Task brief: Output all of the lines below exactly, and leave out each image.

Extracted records
▼▼▼
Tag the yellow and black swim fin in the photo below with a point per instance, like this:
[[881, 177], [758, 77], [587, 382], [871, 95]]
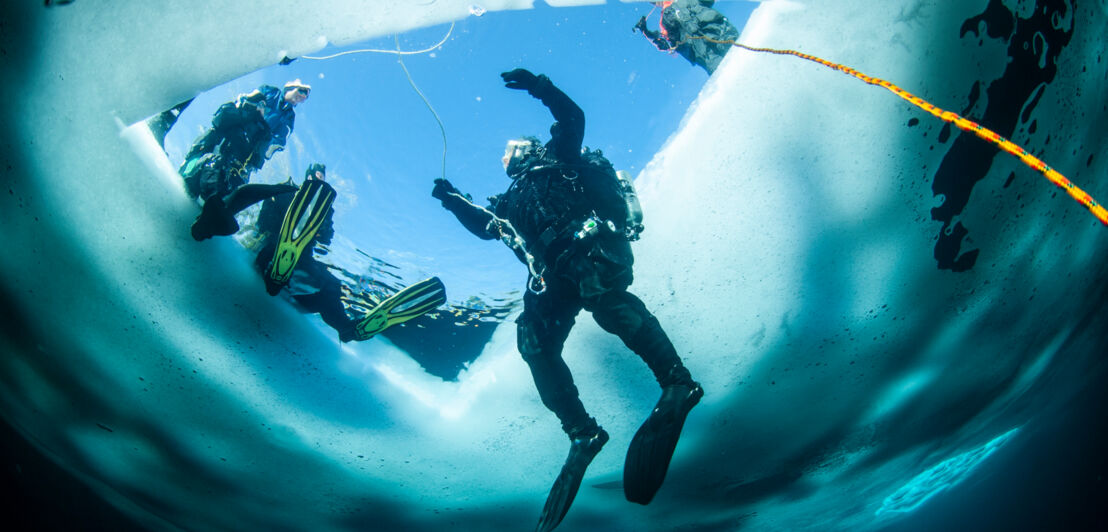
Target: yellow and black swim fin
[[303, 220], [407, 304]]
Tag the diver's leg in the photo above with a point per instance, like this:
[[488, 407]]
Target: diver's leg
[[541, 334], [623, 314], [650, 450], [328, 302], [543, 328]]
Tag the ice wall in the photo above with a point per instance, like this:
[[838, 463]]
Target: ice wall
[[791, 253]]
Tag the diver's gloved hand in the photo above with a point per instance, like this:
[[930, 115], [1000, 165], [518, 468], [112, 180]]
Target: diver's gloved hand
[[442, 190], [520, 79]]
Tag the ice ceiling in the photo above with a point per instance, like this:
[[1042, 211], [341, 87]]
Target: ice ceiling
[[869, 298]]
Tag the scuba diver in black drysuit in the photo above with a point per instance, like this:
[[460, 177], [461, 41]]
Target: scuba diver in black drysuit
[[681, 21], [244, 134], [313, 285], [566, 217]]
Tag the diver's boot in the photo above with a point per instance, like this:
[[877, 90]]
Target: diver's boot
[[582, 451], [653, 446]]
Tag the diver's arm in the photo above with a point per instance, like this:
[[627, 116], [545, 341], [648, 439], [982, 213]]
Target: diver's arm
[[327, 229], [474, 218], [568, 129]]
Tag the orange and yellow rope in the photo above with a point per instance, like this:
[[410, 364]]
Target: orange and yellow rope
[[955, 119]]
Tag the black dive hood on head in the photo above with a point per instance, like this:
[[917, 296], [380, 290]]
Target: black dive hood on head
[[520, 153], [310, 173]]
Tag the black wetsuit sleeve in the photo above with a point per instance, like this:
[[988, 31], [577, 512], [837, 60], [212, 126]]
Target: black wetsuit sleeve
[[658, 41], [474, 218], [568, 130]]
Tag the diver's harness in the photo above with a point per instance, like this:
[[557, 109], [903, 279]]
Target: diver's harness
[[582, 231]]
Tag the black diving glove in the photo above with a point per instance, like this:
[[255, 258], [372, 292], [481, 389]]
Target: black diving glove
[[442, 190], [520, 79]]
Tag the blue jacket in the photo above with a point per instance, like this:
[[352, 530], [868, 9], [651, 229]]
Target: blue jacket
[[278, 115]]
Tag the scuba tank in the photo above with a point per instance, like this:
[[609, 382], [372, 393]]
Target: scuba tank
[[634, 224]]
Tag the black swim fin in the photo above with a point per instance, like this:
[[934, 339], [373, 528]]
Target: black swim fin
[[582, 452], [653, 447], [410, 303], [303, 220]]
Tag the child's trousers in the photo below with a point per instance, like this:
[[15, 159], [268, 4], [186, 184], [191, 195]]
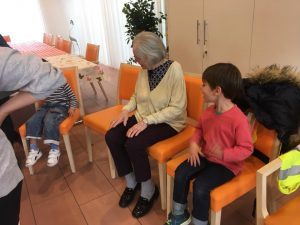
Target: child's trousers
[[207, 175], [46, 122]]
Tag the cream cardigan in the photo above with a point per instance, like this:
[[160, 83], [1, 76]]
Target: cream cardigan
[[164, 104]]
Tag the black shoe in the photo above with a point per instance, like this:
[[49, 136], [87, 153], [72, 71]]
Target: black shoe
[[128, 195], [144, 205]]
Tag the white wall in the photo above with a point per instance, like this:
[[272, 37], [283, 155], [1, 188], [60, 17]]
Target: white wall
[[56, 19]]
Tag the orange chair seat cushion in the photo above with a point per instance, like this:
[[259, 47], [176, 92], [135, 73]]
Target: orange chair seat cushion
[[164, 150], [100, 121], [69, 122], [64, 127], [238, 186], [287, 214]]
▲▲▲
Answer section:
Tag the yellow and black swim fin in the photo below with a point per instance, like this:
[[881, 177], [758, 77], [587, 382], [871, 95]]
Target: yellow and black swim fin
[[303, 220], [407, 304]]
Tag the diver's leg in the photo above with a point per instance, like this:
[[488, 407]]
Target: diver's leg
[[541, 334], [623, 314], [650, 450], [328, 302], [543, 328]]
Tag the ice wall in the photo above with a point per instance, like this:
[[838, 463]]
Target: ice wall
[[791, 253]]
Tag the diver's gloved hand in the photo above with a point per instance, like this:
[[930, 115], [1000, 165], [518, 468], [112, 180]]
Target: diver's gloved hand
[[442, 190], [520, 79]]
Tag the ice ceiling in the photo above with a point per instance, like this:
[[1042, 211], [341, 87]]
Target: ice ceiling
[[869, 298]]
Tag the scuba diver in black drysuit in the photo above with a point per instance, like this:
[[460, 177], [461, 41]]
Target: scuba diver in black drysuit
[[681, 21], [244, 134], [313, 285], [566, 217]]
Tag the diver's boot in the photo above with a point per instance, like this:
[[877, 90]]
Target: diver's boot
[[582, 451], [653, 446]]
Tag the diver's arm in the photo above with a point per instance, like this:
[[627, 116], [545, 341], [648, 439], [982, 213]]
Target: diver's arm
[[327, 229], [474, 218], [568, 129]]
Tag the orange and yellow rope in the photo above with a point per instance, like this:
[[410, 364]]
Target: orange and yellow rope
[[955, 119]]
Tag the black dive hood on head in the photo above with a point per instance, like this:
[[917, 296], [380, 290]]
Target: black dive hood on head
[[520, 153], [310, 173]]
Tag the black wetsuit sleeve in the photo above with a point per instance, like this:
[[988, 31], [577, 512], [837, 60], [212, 126]]
Target: black wetsuit sleeve
[[658, 41], [474, 218], [568, 130]]
Tag the diver's harness in the photo above with a point per instance, like this:
[[557, 109], [903, 279]]
Target: diver's harness
[[582, 231]]
Tag the black diving glove in the photo above with a point per instance, like this:
[[255, 258], [372, 292], [481, 389]]
Target: black diving glove
[[442, 190], [520, 79]]
Tag the blue jacket in the photo above with a point per instance, like this:
[[352, 530], [868, 9], [651, 229]]
Target: blue jacket
[[278, 115]]
Tag the scuba tank in the photo above with a point per instance, like this:
[[609, 382], [372, 393]]
Target: scuba tank
[[634, 224]]
Tag the black swim fin in the photo above with a point per instance, like this:
[[934, 339], [373, 528]]
Target: black swim fin
[[582, 452], [653, 447], [410, 303], [303, 220]]
Tag the child's trousers in the photo below with a point per instance, like this:
[[15, 159], [268, 4], [186, 184], [191, 195]]
Target: child's trousers
[[207, 175], [46, 122]]
Tag the cream cardigan in the photo above with a point per instance, like this:
[[160, 83], [1, 76]]
Target: cream cardigan
[[164, 104]]
Tag the black shoe in the photo above with a point per instance, like this:
[[49, 136], [87, 153], [72, 71]]
Target: black shoe
[[128, 195], [144, 205]]
Tag the white wall in the photo above with a point per instance, like this:
[[272, 37], [283, 155], [1, 188], [60, 17]]
Target: white wall
[[56, 19]]
Tag the orange chair seat cushion in the photo above with a point per instance, like this:
[[259, 47], [176, 92], [135, 73]]
Target: orange chair seat cushion
[[164, 150], [100, 121], [69, 122], [64, 127], [238, 186], [287, 214]]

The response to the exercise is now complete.